[THE PROBLEM]
Give the rows below as a numbered list, starting at their first line and ending at the line that contains "point(77, 71)", and leave out any blank lines.

Stored data entries:

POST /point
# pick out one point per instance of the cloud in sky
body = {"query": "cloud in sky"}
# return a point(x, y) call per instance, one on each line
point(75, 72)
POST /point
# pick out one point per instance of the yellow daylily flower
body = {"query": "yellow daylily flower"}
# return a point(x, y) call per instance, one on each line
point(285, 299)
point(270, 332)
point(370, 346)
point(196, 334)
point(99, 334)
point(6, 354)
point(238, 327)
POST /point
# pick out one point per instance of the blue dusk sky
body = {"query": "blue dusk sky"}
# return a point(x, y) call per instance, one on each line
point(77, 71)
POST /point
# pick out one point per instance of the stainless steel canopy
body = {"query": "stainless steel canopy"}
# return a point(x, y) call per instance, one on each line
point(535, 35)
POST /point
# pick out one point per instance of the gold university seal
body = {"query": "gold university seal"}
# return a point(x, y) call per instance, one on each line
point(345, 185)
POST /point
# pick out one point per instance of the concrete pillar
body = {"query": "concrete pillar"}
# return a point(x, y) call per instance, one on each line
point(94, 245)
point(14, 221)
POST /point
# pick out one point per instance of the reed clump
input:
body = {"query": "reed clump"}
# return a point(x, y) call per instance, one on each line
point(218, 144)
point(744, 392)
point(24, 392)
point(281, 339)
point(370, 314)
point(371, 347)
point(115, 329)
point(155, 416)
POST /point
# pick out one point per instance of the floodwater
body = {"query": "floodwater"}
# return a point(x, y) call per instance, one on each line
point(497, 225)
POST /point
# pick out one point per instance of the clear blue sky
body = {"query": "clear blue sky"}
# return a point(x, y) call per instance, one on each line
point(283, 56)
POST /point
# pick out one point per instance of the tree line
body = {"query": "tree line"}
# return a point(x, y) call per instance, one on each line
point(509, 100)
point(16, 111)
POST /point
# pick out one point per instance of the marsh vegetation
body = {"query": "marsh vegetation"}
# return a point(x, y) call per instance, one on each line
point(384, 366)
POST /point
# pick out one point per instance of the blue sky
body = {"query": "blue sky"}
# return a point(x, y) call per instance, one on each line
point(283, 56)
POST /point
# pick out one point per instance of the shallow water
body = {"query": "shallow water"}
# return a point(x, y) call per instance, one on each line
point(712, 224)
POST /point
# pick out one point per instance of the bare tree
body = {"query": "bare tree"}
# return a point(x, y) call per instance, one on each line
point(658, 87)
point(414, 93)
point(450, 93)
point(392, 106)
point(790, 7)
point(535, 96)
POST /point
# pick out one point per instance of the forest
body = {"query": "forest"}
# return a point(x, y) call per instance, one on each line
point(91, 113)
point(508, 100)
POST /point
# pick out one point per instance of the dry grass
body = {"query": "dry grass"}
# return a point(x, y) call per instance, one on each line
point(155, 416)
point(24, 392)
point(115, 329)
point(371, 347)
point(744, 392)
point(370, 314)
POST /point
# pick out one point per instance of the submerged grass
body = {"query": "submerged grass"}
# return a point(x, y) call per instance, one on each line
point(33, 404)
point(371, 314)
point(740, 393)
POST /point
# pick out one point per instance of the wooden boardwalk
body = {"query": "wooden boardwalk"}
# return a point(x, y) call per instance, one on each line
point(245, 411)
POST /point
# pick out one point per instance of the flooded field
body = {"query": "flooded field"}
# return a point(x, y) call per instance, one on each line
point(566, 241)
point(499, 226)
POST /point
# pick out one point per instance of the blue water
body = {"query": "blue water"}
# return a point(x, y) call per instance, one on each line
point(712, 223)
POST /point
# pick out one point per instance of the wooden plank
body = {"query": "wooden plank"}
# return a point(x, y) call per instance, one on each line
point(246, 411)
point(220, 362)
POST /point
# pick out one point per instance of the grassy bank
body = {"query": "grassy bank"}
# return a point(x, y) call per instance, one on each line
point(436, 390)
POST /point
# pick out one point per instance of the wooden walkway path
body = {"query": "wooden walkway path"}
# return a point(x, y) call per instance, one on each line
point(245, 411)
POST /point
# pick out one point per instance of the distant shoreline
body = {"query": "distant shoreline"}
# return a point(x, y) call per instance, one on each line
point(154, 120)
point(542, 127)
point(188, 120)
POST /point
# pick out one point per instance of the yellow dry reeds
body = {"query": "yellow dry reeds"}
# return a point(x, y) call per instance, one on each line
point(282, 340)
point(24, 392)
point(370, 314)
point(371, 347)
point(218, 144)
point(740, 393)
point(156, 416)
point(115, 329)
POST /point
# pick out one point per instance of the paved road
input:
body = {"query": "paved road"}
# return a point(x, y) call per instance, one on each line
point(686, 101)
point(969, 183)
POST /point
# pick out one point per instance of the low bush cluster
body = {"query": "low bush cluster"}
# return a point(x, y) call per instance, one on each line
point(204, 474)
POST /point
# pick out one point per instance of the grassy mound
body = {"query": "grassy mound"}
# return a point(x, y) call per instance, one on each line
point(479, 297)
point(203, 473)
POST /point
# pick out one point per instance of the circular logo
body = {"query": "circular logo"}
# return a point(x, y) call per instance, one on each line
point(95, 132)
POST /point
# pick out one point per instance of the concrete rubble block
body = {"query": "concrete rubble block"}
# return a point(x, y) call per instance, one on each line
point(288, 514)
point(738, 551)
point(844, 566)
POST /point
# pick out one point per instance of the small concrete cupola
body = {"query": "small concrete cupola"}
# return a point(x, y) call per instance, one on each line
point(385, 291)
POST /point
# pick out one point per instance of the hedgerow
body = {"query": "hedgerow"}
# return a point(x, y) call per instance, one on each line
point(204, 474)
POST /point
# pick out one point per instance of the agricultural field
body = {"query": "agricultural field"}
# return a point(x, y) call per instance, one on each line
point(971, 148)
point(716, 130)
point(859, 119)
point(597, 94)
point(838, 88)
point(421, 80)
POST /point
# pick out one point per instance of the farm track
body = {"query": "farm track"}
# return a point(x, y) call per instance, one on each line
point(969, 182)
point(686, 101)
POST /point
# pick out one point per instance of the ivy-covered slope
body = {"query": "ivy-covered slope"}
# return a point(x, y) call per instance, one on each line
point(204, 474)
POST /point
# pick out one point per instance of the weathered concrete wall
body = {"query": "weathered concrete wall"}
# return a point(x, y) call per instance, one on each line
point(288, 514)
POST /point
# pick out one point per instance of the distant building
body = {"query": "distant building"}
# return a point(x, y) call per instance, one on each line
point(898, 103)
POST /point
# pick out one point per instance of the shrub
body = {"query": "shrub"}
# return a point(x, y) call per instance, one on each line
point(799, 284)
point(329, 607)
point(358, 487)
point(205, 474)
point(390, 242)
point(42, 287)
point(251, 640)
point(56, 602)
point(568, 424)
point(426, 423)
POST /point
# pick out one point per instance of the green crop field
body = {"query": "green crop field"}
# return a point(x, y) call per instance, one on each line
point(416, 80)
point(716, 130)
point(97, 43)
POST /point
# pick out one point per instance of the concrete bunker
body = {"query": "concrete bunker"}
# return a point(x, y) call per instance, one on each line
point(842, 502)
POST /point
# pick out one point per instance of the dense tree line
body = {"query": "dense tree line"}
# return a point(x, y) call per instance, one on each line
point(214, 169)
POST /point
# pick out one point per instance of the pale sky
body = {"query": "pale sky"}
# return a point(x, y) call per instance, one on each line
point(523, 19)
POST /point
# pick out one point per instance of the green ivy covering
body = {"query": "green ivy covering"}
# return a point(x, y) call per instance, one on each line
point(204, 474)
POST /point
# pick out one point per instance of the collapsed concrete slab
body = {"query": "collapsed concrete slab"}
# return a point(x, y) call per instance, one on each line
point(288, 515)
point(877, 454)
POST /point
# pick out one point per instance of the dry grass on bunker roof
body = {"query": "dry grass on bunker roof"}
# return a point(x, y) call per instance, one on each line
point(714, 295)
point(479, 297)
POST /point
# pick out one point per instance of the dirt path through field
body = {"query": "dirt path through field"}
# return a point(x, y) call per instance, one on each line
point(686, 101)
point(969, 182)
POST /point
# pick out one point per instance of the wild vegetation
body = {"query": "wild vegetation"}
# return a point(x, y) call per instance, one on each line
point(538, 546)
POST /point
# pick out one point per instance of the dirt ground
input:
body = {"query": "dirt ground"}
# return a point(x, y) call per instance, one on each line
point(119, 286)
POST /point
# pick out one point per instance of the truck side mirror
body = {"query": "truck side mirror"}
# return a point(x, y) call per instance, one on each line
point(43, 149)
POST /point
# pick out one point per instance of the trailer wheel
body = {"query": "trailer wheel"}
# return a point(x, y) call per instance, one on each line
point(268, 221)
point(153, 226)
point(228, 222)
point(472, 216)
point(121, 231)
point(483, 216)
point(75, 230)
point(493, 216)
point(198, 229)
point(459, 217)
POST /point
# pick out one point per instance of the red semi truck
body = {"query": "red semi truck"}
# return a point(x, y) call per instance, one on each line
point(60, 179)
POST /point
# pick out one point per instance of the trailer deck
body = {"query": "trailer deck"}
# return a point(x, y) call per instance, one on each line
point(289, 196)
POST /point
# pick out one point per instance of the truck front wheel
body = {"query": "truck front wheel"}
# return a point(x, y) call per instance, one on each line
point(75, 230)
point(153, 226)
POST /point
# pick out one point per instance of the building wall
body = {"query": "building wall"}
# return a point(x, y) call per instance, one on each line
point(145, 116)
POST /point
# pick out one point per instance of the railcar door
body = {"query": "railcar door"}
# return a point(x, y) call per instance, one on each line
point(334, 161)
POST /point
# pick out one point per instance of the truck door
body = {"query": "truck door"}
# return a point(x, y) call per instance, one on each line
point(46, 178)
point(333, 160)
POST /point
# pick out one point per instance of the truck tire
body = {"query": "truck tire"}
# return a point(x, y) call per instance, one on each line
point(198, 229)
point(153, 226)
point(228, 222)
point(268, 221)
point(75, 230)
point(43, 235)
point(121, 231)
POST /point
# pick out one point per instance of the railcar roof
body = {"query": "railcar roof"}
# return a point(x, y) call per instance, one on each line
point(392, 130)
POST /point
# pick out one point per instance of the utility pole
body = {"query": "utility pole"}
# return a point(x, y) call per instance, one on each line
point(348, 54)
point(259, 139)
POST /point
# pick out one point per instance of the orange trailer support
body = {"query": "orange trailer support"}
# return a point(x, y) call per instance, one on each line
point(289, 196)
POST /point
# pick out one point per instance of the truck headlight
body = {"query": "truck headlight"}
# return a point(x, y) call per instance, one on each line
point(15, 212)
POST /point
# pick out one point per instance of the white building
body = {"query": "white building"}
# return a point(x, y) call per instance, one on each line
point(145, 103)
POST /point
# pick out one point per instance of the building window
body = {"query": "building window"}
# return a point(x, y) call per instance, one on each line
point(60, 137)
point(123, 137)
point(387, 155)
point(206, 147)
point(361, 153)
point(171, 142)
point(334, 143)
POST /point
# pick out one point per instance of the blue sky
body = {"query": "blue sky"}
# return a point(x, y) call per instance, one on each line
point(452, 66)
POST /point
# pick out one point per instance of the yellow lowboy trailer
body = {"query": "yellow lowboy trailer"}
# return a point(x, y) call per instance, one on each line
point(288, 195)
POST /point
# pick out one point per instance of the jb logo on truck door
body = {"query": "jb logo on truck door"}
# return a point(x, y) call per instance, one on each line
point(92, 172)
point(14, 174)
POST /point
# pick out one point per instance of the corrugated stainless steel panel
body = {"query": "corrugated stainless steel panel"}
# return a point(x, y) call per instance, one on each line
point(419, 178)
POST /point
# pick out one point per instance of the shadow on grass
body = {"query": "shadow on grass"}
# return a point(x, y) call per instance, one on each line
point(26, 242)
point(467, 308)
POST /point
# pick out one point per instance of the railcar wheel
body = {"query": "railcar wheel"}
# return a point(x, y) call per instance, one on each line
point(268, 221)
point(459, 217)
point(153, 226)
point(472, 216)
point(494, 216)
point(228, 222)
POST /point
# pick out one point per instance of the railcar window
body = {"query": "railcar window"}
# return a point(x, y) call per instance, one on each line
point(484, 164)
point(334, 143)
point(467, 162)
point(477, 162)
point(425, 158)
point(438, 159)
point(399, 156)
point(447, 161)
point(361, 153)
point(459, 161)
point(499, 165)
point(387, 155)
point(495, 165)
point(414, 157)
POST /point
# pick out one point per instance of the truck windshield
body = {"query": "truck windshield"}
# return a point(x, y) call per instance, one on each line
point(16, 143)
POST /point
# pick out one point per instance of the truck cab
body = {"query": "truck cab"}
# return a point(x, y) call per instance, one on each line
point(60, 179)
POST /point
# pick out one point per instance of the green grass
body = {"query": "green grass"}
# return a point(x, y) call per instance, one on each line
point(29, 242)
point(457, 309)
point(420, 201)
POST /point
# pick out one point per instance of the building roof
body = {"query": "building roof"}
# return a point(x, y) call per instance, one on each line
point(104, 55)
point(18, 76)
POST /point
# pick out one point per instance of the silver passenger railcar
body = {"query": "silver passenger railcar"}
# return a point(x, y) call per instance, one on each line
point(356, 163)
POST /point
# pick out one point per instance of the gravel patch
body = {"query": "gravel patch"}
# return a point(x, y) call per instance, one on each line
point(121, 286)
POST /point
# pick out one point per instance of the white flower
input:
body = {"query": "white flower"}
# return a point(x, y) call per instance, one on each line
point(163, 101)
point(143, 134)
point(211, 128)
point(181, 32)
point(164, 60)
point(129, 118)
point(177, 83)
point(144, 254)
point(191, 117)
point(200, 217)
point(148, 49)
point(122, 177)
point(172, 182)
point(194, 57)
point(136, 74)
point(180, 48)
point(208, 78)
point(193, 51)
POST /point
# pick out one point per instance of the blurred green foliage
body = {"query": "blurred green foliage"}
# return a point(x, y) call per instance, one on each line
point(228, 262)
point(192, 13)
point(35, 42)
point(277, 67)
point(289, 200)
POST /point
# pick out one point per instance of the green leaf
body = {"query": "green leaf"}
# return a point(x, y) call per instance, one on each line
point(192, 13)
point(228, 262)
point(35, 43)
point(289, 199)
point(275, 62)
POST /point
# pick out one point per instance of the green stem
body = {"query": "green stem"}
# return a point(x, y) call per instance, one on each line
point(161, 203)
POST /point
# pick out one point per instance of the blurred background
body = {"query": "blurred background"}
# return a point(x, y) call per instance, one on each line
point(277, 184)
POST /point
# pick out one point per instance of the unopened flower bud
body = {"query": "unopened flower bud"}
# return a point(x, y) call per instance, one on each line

[RIGHT ANSWER]
1. POST /point
2. # pick out one point per instance of the cloud in sky
3. body = {"query": "cloud in sky"}
4. # return a point(x, y) call per instance, one on each line
5. point(75, 72)
6. POST /point
7. # pick out one point per instance of the yellow daylily flower
8. body = {"query": "yellow daylily flower"}
9. # return a point(x, y) call per instance, one on each line
10. point(285, 299)
11. point(270, 332)
12. point(370, 346)
13. point(196, 334)
14. point(99, 334)
15. point(6, 354)
16. point(238, 327)
17. POST /point
18. # pick out one point per instance of the blue dusk sky
19. body = {"query": "blue dusk sky"}
20. # return a point(x, y) call per instance, one on each line
21. point(77, 71)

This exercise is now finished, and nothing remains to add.